Ekstrak setiap baris dari semua item berikut tanpa mengubah satu karakter pun.

Catatan dataset:
'''

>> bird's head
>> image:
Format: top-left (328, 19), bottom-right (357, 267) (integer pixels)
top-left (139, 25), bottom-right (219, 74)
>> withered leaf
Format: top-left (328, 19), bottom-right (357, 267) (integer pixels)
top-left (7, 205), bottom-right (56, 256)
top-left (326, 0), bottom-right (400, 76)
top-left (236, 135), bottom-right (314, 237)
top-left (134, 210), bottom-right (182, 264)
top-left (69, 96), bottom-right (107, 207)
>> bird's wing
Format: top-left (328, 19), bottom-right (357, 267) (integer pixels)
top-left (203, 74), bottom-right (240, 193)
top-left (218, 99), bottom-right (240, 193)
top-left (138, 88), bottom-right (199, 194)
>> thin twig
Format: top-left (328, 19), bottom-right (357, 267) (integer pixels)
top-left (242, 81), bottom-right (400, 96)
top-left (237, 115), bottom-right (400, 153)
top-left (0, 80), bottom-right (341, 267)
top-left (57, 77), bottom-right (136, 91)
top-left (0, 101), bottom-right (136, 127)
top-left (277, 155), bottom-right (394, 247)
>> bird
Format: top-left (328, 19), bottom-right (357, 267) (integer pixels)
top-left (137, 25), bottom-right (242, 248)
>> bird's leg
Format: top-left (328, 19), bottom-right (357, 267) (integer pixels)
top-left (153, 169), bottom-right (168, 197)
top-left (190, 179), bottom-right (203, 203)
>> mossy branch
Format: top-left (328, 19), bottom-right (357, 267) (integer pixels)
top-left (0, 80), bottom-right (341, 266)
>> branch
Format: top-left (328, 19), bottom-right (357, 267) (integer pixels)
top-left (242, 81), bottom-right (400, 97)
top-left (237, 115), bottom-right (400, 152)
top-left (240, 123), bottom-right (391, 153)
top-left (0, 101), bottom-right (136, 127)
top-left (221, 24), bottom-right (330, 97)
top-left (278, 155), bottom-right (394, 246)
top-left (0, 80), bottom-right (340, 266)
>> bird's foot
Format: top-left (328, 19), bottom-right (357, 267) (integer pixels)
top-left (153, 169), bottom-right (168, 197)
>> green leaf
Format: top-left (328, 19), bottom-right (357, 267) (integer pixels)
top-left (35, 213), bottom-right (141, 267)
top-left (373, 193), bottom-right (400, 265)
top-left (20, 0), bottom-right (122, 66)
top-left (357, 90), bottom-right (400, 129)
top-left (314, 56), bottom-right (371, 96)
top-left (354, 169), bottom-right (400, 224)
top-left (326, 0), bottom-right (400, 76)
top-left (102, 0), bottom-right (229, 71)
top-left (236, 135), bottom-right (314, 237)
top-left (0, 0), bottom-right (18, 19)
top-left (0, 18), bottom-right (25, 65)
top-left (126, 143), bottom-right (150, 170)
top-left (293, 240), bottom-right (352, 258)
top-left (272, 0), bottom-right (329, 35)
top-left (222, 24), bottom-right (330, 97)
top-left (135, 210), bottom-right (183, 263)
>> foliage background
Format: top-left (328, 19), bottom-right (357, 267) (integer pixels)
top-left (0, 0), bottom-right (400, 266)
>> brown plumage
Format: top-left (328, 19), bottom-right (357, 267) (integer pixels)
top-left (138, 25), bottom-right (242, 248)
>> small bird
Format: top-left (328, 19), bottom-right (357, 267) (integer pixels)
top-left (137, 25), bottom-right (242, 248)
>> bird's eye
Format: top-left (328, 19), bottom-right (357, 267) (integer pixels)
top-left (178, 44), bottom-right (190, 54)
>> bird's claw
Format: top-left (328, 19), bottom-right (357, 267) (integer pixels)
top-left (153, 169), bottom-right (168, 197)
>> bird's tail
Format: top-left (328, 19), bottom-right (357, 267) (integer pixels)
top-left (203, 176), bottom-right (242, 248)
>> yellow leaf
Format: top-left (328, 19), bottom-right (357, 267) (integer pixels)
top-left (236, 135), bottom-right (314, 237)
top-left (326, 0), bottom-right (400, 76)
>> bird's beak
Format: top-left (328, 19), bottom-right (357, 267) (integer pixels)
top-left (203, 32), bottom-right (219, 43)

'''

KELUARAN YANG BENAR.
>> bird's head
>> image:
Format: top-left (328, 19), bottom-right (357, 267) (integer pixels)
top-left (139, 25), bottom-right (219, 74)
>> withered leaf
Format: top-left (328, 19), bottom-right (357, 267) (integer pixels)
top-left (7, 205), bottom-right (56, 256)
top-left (326, 0), bottom-right (400, 76)
top-left (236, 135), bottom-right (314, 237)
top-left (134, 210), bottom-right (182, 264)
top-left (69, 96), bottom-right (107, 207)
>> bird's wing
Format: top-left (328, 19), bottom-right (357, 267) (integer pixels)
top-left (203, 74), bottom-right (240, 193)
top-left (218, 99), bottom-right (240, 193)
top-left (138, 88), bottom-right (199, 194)
>> thin twig
Format: top-left (328, 19), bottom-right (357, 267) (integer pixels)
top-left (242, 81), bottom-right (400, 96)
top-left (237, 115), bottom-right (400, 153)
top-left (0, 80), bottom-right (341, 267)
top-left (57, 77), bottom-right (136, 91)
top-left (0, 101), bottom-right (136, 127)
top-left (277, 155), bottom-right (394, 247)
>> bird
Format: top-left (328, 19), bottom-right (357, 267) (integer pixels)
top-left (137, 25), bottom-right (242, 248)
>> bird's leg
Format: top-left (328, 19), bottom-right (357, 267) (integer pixels)
top-left (153, 169), bottom-right (168, 197)
top-left (190, 179), bottom-right (203, 203)
>> mossy branch
Format: top-left (328, 19), bottom-right (357, 267) (integer pixels)
top-left (0, 80), bottom-right (341, 266)
>> branch
Format: top-left (328, 19), bottom-right (357, 267) (integer pixels)
top-left (242, 81), bottom-right (400, 97)
top-left (237, 115), bottom-right (400, 152)
top-left (240, 123), bottom-right (391, 153)
top-left (0, 101), bottom-right (136, 127)
top-left (221, 24), bottom-right (330, 97)
top-left (278, 155), bottom-right (394, 246)
top-left (0, 80), bottom-right (340, 266)
>> bird's foot
Format: top-left (328, 19), bottom-right (357, 267) (integer pixels)
top-left (153, 169), bottom-right (168, 197)
>> green leaf
Format: top-left (328, 19), bottom-right (357, 267) (integer pixels)
top-left (35, 213), bottom-right (141, 267)
top-left (373, 193), bottom-right (400, 265)
top-left (20, 0), bottom-right (122, 66)
top-left (357, 90), bottom-right (400, 129)
top-left (314, 56), bottom-right (371, 96)
top-left (354, 169), bottom-right (400, 224)
top-left (326, 0), bottom-right (400, 76)
top-left (102, 0), bottom-right (229, 71)
top-left (236, 135), bottom-right (314, 237)
top-left (0, 0), bottom-right (18, 19)
top-left (0, 18), bottom-right (25, 65)
top-left (126, 143), bottom-right (150, 170)
top-left (293, 240), bottom-right (352, 258)
top-left (272, 0), bottom-right (329, 35)
top-left (222, 24), bottom-right (330, 97)
top-left (135, 210), bottom-right (183, 263)
>> foliage background
Format: top-left (328, 19), bottom-right (357, 267) (integer pixels)
top-left (0, 0), bottom-right (400, 266)
>> brown plumage
Format: top-left (328, 19), bottom-right (357, 267) (integer pixels)
top-left (138, 25), bottom-right (242, 248)
>> small bird
Format: top-left (328, 19), bottom-right (357, 267) (integer pixels)
top-left (137, 25), bottom-right (242, 248)
>> bird's eye
Format: top-left (328, 19), bottom-right (357, 267) (integer pixels)
top-left (178, 44), bottom-right (190, 54)
>> bird's claw
Format: top-left (328, 19), bottom-right (357, 267) (integer pixels)
top-left (153, 169), bottom-right (168, 197)
>> bird's tail
Format: top-left (328, 19), bottom-right (357, 267) (integer pixels)
top-left (203, 176), bottom-right (242, 248)
>> yellow leaf
Format: top-left (328, 19), bottom-right (357, 267) (integer pixels)
top-left (236, 135), bottom-right (314, 237)
top-left (326, 0), bottom-right (400, 76)
>> bird's beak
Format: top-left (328, 19), bottom-right (357, 267) (integer pixels)
top-left (203, 32), bottom-right (219, 43)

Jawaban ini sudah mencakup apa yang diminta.